---------- Source
From personal experience I can tell you that the “Eeny Meeny Miney Mo” technique leaves a lot to be desired. Yielding to the side that is exerting the most pressure isn’t always the wisest course of action, either. There is, however a very specific question you can ask yourself that might help you decide upon your course of action. Let me give you an example.
I love my in-laws. They live only about an hour and a half away and they are, without a doubt, two of the most amazing, loving, supportive people on the planet. They are also very understanding. So a few weeks ago when my husband asked me if I wanted to go visit them on Sunday, I hesitated. I had a LOT of work to do and I knew that if John went without me, they would understand.
And then this thought occurred to me. If this were the last choice I got to make in my life, would I regret it? Or would I be extremely assured that I had made the right one?
I believe that we live in extremely uncertain times. I truly do not know when any given choice that I am making could, indeed, be my last one. On September 11, 2001, thousands of people made a choice of some kind – and then, minutes later, had no choices left. And while I do not want to live my life in a state of paranoia, I do want to make conscious choices based on what truly is most important to me. I reiterate: What is MOST important to me.
--------------------
_Requirements_
1) In the essay on making choices, how far away do the writer's in-laws live?
2) Carry the essay on making choices further, starting right after its final sentence.
The lines that come next have nothing to do with the essay on making choices.
---------- Collected material
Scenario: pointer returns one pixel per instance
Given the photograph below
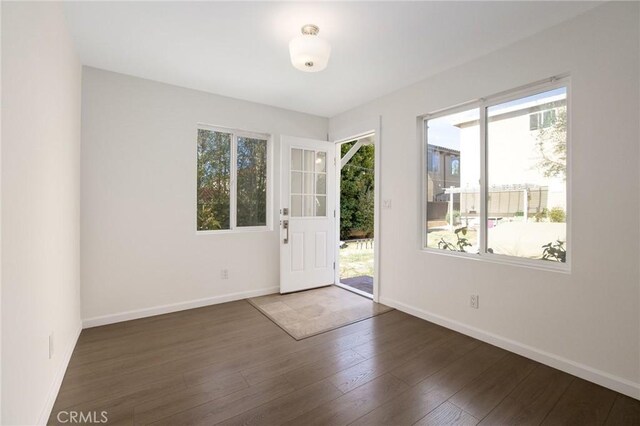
--------------------
_Final answers_
1) About an hour and a half away.

2)
Yes, my work is important to me. And yes, my family is important to me. And what better way to determine which one is in first position than by asking that question? So as I thought about whether or not to go visit them in the context of it being the last choice I ever got to make, it really became quite clear to me which one was right for me in that moment.
And sometimes, it may not be so cut and dried. What if the workbook I was working on needed to be emailed to the client the next morning and I clearly had a full day’s work to finish it? Ahhh well. I might have to make a different choice. But you see here’s the point. If I lived my life by this principle, I know there would be many more times that I would definitely choose to go visit my in-laws. Therefore, when I did have a pressing item such as the promised workbook and I determined that it truly was the MOST important choice for me to make at that time, three great things would result.
1. My in-laws would know that my choice was based on something very valid.
2. I would know that I was honoring my commitment to my client.
3. I would experience a greater sense of being in control of my life.
So the next time you have that really tough decision to make, you can ask yourself “If this were the last choice I got to make in my life would I regret it?” Or you can go, “Eeny meeny miney mo.” It’s all up to you.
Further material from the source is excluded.